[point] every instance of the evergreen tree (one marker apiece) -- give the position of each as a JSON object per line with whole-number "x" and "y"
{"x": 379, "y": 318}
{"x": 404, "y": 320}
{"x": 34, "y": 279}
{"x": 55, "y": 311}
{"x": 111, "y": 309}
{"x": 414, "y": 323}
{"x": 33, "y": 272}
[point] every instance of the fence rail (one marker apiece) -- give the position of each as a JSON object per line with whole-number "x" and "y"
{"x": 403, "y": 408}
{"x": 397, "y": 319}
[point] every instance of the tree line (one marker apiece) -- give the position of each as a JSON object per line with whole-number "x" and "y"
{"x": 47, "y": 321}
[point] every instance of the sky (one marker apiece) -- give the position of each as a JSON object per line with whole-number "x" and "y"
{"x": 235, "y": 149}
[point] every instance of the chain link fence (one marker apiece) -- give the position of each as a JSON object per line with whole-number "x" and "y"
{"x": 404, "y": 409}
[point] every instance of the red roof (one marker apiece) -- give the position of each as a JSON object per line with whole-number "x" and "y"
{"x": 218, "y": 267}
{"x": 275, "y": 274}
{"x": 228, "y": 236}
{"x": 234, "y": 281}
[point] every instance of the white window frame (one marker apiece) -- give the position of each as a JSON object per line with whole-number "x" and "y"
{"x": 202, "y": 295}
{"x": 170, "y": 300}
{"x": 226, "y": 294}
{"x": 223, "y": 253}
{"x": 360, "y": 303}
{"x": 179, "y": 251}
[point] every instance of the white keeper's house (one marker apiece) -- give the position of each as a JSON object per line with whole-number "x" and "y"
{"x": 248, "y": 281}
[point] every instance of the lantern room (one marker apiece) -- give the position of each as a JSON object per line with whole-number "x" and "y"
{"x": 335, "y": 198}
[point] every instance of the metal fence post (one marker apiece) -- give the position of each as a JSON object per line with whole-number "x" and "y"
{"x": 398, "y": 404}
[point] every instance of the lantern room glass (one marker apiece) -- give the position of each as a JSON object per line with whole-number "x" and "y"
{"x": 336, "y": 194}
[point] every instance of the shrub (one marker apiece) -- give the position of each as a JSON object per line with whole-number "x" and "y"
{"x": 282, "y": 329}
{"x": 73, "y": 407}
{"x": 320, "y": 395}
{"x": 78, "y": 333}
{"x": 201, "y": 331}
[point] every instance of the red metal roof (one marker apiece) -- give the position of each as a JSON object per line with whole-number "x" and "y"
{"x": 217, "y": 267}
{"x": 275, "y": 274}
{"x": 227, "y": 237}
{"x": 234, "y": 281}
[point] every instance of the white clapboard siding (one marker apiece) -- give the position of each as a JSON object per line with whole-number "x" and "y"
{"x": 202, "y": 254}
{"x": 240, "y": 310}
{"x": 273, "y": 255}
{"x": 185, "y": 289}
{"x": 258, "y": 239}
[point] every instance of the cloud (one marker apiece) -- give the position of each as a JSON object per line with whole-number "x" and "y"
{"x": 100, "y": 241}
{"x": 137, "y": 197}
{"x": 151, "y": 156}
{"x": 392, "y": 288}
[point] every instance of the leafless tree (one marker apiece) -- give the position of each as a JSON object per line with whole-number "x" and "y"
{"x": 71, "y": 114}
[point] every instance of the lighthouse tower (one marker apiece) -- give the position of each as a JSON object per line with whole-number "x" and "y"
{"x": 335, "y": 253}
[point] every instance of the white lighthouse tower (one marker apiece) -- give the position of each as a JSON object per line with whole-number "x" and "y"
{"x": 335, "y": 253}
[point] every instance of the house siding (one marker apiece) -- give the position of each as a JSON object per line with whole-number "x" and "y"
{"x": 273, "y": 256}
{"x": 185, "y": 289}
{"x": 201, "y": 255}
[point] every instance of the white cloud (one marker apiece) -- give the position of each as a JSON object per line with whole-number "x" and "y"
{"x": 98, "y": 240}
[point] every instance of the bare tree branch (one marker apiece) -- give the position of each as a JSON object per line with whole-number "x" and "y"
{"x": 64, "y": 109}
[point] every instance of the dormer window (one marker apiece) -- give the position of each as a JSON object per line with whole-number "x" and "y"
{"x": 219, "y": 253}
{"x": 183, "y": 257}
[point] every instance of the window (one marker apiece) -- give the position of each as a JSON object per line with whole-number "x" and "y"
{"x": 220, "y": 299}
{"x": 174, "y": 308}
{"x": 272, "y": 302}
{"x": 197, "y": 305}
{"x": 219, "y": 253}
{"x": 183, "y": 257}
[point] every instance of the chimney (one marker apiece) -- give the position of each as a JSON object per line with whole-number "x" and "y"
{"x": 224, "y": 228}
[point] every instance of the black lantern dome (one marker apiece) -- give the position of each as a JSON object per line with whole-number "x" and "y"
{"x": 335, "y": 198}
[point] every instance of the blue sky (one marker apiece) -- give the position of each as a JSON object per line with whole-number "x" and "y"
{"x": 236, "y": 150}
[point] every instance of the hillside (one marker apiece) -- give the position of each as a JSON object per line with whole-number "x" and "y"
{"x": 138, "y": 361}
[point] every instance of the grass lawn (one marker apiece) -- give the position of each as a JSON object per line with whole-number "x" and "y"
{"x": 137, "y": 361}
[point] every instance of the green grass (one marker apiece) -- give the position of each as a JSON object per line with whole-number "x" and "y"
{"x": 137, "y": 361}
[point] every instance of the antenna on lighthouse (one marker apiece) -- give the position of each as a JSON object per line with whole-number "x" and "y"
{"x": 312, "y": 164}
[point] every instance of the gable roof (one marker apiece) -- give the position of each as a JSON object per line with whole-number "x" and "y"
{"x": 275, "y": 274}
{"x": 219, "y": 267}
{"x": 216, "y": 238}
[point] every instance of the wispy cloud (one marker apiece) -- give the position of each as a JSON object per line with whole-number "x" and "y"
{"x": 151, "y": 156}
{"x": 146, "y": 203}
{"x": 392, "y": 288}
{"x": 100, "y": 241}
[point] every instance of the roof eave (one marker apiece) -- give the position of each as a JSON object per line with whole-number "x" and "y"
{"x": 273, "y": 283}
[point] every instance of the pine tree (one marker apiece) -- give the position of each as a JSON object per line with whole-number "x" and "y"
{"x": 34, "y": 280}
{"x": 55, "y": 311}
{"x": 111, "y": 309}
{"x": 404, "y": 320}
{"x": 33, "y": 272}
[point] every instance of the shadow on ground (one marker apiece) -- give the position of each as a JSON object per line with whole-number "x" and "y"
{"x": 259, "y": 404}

- - - - - - -

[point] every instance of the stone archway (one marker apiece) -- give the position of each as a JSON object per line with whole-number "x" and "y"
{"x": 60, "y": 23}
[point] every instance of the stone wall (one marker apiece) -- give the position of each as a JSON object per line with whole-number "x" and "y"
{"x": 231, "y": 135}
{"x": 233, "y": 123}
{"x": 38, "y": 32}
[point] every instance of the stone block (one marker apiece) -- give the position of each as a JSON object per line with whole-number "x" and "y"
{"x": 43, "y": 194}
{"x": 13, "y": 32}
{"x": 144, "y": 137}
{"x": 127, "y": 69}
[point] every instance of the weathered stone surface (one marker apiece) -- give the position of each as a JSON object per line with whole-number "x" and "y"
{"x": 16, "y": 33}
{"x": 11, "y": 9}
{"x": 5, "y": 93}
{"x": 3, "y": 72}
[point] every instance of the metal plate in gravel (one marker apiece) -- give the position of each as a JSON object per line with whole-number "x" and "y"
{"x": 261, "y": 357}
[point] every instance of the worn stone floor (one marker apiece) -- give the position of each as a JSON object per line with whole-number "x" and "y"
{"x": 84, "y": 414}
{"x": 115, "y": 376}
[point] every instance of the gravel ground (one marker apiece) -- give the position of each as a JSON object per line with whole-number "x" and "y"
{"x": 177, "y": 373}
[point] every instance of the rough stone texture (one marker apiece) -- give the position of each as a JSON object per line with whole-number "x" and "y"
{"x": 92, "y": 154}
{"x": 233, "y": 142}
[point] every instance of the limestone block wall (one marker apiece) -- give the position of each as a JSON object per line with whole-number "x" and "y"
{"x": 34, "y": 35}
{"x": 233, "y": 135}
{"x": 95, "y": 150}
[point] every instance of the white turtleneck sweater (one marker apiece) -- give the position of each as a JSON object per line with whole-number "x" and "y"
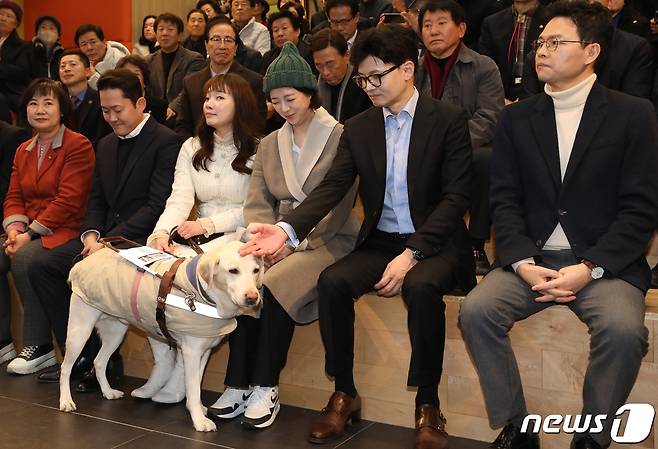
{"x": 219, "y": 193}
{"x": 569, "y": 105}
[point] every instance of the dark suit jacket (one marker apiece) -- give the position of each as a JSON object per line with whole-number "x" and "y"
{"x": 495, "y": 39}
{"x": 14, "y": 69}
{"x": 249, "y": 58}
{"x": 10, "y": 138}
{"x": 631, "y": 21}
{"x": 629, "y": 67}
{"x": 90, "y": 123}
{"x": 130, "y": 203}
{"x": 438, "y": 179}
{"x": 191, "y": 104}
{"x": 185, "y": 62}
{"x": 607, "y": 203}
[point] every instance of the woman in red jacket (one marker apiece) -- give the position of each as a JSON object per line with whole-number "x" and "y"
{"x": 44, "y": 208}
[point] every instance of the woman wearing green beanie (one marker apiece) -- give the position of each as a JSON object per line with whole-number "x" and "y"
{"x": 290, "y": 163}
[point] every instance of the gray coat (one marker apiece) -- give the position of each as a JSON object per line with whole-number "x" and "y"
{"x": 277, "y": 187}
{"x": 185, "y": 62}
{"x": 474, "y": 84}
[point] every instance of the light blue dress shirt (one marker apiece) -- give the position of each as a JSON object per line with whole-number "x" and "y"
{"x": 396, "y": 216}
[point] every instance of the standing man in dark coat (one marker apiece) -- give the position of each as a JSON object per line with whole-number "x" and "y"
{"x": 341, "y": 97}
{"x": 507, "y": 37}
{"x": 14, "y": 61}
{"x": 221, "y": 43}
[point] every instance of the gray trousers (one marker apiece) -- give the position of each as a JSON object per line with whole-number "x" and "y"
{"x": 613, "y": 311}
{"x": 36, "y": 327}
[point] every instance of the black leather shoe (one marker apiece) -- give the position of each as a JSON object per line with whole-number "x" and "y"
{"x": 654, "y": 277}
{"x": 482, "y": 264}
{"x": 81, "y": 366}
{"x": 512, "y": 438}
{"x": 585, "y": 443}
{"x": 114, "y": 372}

- - - - - - -

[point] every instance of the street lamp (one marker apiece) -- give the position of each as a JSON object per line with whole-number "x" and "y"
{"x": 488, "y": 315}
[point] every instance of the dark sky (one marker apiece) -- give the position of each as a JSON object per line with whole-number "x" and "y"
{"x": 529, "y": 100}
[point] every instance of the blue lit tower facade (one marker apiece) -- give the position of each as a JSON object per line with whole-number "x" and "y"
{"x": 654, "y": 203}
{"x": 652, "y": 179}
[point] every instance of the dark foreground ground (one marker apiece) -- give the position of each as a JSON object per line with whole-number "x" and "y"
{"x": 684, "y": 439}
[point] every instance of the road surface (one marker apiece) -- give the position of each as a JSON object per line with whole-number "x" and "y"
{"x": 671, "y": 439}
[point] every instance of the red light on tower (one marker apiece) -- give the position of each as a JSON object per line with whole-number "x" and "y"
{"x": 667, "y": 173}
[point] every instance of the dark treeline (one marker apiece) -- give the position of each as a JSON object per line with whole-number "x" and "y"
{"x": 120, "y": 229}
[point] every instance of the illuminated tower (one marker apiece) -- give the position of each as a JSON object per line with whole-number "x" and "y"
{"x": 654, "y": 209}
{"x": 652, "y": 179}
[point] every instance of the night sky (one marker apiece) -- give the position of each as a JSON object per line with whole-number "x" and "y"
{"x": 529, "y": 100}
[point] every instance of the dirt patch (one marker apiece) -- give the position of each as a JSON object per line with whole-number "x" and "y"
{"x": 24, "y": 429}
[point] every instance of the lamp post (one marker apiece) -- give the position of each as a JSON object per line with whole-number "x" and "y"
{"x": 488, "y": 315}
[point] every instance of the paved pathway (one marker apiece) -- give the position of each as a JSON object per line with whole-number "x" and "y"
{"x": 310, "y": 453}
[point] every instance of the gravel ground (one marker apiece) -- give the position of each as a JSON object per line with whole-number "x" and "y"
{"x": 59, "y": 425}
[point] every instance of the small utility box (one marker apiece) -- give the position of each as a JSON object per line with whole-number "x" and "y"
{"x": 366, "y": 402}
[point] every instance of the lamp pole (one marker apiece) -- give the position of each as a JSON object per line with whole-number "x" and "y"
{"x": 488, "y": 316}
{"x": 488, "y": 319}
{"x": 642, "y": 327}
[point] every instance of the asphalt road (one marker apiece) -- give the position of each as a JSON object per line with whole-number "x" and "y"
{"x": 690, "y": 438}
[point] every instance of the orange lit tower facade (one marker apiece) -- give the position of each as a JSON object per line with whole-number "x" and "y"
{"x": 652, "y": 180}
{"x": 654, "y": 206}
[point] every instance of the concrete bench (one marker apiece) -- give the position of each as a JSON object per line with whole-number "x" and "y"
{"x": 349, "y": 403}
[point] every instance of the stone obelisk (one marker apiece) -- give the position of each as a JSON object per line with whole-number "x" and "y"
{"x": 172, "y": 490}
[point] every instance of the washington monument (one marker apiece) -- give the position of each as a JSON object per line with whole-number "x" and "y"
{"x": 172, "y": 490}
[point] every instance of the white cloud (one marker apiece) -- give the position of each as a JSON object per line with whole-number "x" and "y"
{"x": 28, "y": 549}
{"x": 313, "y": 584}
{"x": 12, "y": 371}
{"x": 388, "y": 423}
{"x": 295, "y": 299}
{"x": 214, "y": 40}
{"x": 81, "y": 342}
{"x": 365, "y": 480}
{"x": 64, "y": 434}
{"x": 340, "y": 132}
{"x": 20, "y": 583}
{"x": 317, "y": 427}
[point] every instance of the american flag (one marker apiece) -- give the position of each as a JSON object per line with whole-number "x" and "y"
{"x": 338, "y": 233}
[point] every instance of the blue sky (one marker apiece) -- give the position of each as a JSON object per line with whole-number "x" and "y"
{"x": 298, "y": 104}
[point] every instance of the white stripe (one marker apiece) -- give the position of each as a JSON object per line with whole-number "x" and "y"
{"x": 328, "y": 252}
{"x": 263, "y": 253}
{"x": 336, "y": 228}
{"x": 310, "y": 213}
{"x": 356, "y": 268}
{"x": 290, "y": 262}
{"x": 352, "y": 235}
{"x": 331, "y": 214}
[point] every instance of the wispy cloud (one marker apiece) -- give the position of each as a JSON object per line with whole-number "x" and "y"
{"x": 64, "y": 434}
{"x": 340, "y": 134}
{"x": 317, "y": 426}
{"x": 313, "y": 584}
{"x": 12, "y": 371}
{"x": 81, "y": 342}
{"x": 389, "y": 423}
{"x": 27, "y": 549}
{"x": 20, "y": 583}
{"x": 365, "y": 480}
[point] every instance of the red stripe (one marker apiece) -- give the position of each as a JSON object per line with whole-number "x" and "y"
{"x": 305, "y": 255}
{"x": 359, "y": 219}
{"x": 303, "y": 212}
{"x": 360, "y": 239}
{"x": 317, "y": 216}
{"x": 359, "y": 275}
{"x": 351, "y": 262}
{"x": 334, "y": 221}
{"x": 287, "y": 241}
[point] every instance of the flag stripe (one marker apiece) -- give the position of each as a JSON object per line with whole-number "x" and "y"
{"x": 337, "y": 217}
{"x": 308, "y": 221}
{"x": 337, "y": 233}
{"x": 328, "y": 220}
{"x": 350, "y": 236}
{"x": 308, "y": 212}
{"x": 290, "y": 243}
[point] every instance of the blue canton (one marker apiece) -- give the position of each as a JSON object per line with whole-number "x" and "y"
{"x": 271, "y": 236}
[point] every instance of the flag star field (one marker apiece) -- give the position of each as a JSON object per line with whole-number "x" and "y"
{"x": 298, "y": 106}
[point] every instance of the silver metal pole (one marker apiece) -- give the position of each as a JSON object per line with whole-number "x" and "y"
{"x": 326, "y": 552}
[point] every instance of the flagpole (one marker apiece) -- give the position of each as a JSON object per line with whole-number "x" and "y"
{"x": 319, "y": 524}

- - - - - - -

WHAT YOU SHOULD DO ▸
How many lines in the records above contain the string "coat"? Reply with the number alone.

SOLUTION FOR THIS PROBLEM ▸
2